PROBLEM 1:
Edit the food trends article from "Published December 24, 2018" through "(that aren’t probiotics.)", replacing "nourished" with "energized" and giving that stretch again.
PROBLEM 2:
In the article on 2019 food trends, condense the paragraph that starts "A cursory glance around most produce sections" into a short bulleted list that keeps its main facts.
PROBLEM 3:
Continue the article on 2019 food trends from the point where it stops.

*** TEXT EXCERPT ***

Food trends to look out for in 2019

From exotic mushrooms to gourmet snacking, we have the lowdown on top food trends for the new year.
Published December 24, 2018

With the new year upon us, it’s time to look at what this year has in store in terms of exciting new food trends. From “ugly” produce to gourmet snacking, 2019 will leave you feeling nourished, pampered, and excited about gut-healthy foods (that aren’t probiotics.)


Imperfect produce


A cursory glance around most produce sections will reveal well-tended rows of beautiful fruits and vegetables that are free from blemishes, bruising or any other signs that they’re beginning to veer into overripe territory. Sadly, produce that is considered imperfect in any way is left to rot in landfills or warehouse floors despite being perfectly safe for human consumption. Food marketing companies are now using this sustainability snafu to sell imperfect produce at a discounted price, despite some imperfect produce looking indistinguishable from regular produce. Making the choice to implement more imperfect produce into your diet, whether they’re from your local grocery store, farmers market or CSA program, is an easy and environmentally-responsible way to incorporate an entire rainbow of sustainable ZeroPoint fruits and vegetables into any eating plan.

*** End of TEXT EXCERPT ***
*** ENTRIES PROVIDED ***

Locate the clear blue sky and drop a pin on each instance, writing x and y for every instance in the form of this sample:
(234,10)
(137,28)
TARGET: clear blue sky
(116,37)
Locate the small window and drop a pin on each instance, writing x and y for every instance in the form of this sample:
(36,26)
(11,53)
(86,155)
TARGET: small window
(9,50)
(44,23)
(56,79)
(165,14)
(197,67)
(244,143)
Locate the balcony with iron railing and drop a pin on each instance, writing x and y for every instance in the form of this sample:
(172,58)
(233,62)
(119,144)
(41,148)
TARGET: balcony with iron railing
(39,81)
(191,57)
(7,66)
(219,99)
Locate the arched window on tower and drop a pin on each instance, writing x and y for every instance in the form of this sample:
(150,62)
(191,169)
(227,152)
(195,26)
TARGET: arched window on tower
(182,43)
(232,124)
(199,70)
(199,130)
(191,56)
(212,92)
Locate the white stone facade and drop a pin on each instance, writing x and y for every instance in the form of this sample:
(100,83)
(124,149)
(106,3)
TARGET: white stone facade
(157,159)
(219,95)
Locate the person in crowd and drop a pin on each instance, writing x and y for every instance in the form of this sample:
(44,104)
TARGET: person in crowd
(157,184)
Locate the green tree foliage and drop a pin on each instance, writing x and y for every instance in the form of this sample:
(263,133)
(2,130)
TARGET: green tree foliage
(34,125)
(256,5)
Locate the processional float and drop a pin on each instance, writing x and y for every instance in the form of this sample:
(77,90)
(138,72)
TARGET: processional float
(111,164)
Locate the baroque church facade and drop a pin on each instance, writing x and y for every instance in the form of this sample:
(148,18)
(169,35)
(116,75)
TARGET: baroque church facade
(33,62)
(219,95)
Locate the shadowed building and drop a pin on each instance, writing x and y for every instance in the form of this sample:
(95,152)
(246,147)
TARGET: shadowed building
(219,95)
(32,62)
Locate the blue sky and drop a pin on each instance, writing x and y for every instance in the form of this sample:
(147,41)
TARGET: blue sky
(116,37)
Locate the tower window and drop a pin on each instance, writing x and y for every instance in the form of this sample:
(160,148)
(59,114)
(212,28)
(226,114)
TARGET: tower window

*** End of ENTRIES PROVIDED ***
*** ENTRIES PROVIDED ***

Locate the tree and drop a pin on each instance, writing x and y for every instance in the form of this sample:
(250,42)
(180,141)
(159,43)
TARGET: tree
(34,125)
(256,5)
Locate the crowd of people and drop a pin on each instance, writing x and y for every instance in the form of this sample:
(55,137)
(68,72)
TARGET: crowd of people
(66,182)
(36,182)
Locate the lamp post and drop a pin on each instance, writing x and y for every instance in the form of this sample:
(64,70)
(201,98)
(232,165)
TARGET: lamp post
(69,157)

*** End of ENTRIES PROVIDED ***

TASK RESPONSE 1:
Published December 24, 2018

With the new year upon us, it’s time to look at what this year has in store in terms of exciting new food trends. From “ugly” produce to gourmet snacking, 2019 will leave you feeling energized, pampered, and excited about gut-healthy foods (that aren’t probiotics.)

TASK RESPONSE 2:
- Most produce sections display fruits and vegetables without blemishes, bruising or signs of overripeness.
- Produce considered imperfect is left to rot in landfills or on warehouse floors, though it is perfectly safe to eat.
- Food marketing companies now sell imperfect produce at a discount, and some of it looks indistinguishable from regular produce.
- Adding imperfect produce to your diet, whether from a local grocery store, farmers market or CSA program, is an easy, environmentally responsible way to eat a full rainbow of sustainable ZeroPoint fruits and vegetables.

TASK RESPONSE 3:
Not to be confused with probiotics, prebiotics are a type of indigestible plant-based fibre that the probiotics living in your large intestine feed on. Probiotics perform best when they’ve been well-fed so it’s important to include plenty of prebiotic foods in your diet in order to reap the rewards of healthy gut fauna. Examples of prebiotic foods include vegetables in the allium family (garlic, leeks, onions, and shallots), grains (oats, barley, and wheat bran), vegetables (asparagus, Jerusalem artichoke, raw jicama, and dandelion greens), as well as seaweed, flaxseeds, and cocoa beans. 


Gourmet healthy snack foods


The food industry has finally realized there’s a huge market for health-conscious snackers who are looking for something special - and it’s about time! Who wants to settle for plain old chips and dip when you could be enjoying baked black bean tortilla chips with pineapple and habanero salsa? Look for updated versions of favourite snack food classics such as vegetable jerky, baked chickpeas, beet and kale chips, vegan energy balls, uniquely flavoured popsicles and sorbets, and dried fruit bars.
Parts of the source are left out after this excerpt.